> [Short problem A]
In the email below, what does the Binary syntax seem to be used as in RFC 2798?

Well if that's not part of the spec then the Binary syntax
might as well be dropped because it isn't providing any
useful information to an Attribute Type Description.

Regards,
Steven

> 
> -----Original Message-----
> From: Steven Legg [mailto:steven.legg@adacel.com.au]
> Sent: Friday, 30 March 2001 12:13
> To: 'Kurt D. Zeilenga'
> Cc: ietf-ldapbis@OpenLDAP.org
> Subject: RE: Syntax Survey Version 2
> 
> 
> 
> Kurt,
> 
> Kurt Zeilenga wrote: 
> > At 05:23 PM 3/28/01 +1000, Steven Legg wrote:
> > >The Binary syntax seems to be used in RFC 2798 as a catch-all
> > >for attributes with a definite ASN.1 syntax but no LDAP string
> > >encoding. Used in this way, labelling an attribute definition
> > >with the Binary syntax is really only saying that the attribute
> > >has to be requested and returned using the ;binary 
> attribute option.

> [Short problem B]
Pick out every line of the records below that contains the string "bounding". Case counts.

> [Data rows]

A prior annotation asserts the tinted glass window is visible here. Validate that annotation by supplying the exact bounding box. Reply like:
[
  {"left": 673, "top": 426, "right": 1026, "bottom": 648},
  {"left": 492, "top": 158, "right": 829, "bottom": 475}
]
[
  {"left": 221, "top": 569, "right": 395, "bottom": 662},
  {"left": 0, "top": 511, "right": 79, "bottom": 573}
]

* * *

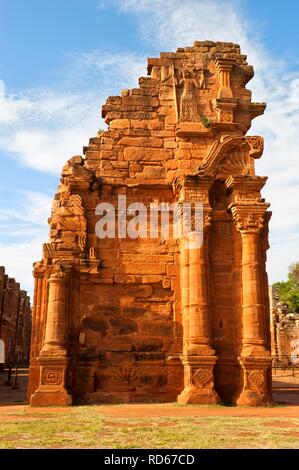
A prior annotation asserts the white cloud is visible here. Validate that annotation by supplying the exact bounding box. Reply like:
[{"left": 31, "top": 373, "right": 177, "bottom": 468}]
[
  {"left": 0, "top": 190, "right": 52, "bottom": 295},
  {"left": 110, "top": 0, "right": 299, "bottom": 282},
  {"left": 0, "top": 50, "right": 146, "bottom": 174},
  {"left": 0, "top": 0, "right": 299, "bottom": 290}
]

> [Written answer A]
It seems to be used as a catch-all for attributes with a definite ASN.1 syntax but no LDAP string encoding.

> [Written answer B]
A prior annotation asserts the tinted glass window is visible here. Validate that annotation by supplying the exact bounding box. Reply like:
A prior annotation asserts the white cloud is visible here. Validate that annotation by supplying the exact bounding box. Reply like:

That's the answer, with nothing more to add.